======== PROVIDED MATERIAL ========
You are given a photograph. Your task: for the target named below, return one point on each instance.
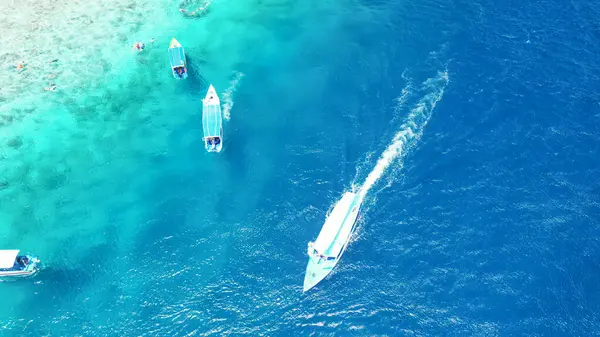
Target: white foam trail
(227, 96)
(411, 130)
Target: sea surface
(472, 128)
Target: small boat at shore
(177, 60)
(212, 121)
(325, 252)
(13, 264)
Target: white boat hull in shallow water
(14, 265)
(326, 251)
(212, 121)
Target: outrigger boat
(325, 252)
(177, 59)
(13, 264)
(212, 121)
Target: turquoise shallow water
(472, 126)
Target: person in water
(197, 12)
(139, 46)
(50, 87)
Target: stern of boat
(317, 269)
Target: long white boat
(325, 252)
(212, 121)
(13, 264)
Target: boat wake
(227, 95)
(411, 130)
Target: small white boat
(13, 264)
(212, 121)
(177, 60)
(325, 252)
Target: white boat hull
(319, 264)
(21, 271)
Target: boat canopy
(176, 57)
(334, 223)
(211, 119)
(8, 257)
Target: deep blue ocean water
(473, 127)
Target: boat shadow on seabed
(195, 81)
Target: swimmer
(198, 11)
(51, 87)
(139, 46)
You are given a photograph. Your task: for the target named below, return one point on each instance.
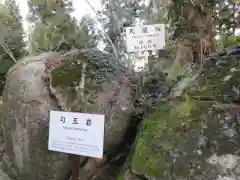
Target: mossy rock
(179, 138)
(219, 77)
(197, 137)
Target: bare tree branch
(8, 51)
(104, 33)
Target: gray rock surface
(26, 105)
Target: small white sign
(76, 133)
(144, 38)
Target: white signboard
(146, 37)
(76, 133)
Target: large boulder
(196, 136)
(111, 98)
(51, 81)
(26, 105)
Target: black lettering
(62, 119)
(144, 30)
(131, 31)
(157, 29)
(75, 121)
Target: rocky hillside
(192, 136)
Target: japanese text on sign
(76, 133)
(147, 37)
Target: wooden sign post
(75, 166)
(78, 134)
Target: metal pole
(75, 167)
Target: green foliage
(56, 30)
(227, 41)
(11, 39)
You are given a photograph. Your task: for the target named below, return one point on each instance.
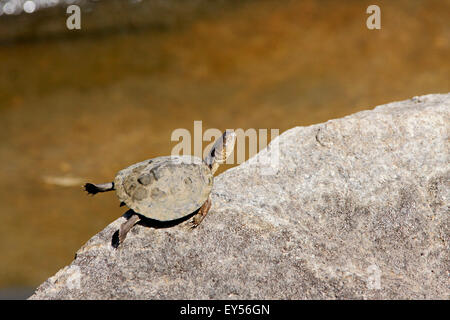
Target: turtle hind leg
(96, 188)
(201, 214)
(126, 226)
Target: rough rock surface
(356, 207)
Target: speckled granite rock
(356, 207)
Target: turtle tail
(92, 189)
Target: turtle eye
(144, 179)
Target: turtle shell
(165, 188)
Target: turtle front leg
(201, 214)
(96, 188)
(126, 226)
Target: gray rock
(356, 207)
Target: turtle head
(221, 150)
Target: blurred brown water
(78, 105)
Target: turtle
========
• AIM:
Without including any pictures, reproduce the listing exactly.

• REPLY TO THE TASK:
You are given a photograph. Your task: for the target named below, return one point on each instance.
Target: white foam trail
(227, 96)
(411, 130)
Target: sea surface
(472, 128)
Target: small boat at shore
(177, 60)
(212, 121)
(325, 252)
(13, 264)
Target: white boat hull in shallow water
(14, 265)
(326, 251)
(212, 121)
Target: outrigger boat
(325, 252)
(177, 59)
(13, 264)
(212, 121)
Target: turquoise shallow water
(472, 126)
Target: person in water
(197, 12)
(139, 46)
(50, 87)
Target: stern of boat
(317, 269)
Target: long white boat
(325, 252)
(212, 121)
(13, 264)
Target: boat wake
(227, 95)
(411, 130)
Target: small white boat
(13, 264)
(212, 121)
(177, 60)
(325, 252)
Target: white boat hull
(319, 264)
(21, 271)
Target: boat canopy
(176, 57)
(334, 223)
(211, 119)
(8, 257)
Target: deep blue ocean water
(473, 127)
Target: boat shadow on seabed
(195, 81)
Target: swimmer
(198, 11)
(51, 87)
(139, 46)
You are given a photograph. Your task: for the target named below, return one point on each instance.
Target: mossy rock
(179, 138)
(219, 77)
(197, 137)
Target: bare tree branch
(8, 51)
(104, 33)
Target: gray rock surface
(26, 105)
Target: small white sign
(76, 133)
(144, 38)
Target: white signboard
(146, 37)
(76, 133)
Target: large boulder
(196, 136)
(111, 98)
(51, 81)
(26, 105)
Target: black lettering
(62, 119)
(144, 30)
(131, 31)
(157, 29)
(75, 121)
Target: rocky hillside
(192, 136)
Target: japanese text on sign
(76, 133)
(147, 37)
Target: wooden sign post
(75, 166)
(78, 134)
Target: metal pole
(75, 167)
Target: green foliage
(56, 30)
(227, 41)
(11, 39)
You are given a photograph. Your task: for the target named below, return one point on each instance.
Target: turtle hind leg
(96, 188)
(201, 214)
(126, 226)
Target: rough rock surface
(356, 207)
Target: speckled granite rock
(356, 207)
Target: turtle tail
(92, 189)
Target: turtle eye
(144, 179)
Target: turtle shell
(165, 188)
Target: turtle front leg
(201, 214)
(96, 188)
(126, 226)
Target: gray rock
(356, 207)
Target: turtle head
(221, 150)
Target: blurred brown water
(78, 105)
Target: turtle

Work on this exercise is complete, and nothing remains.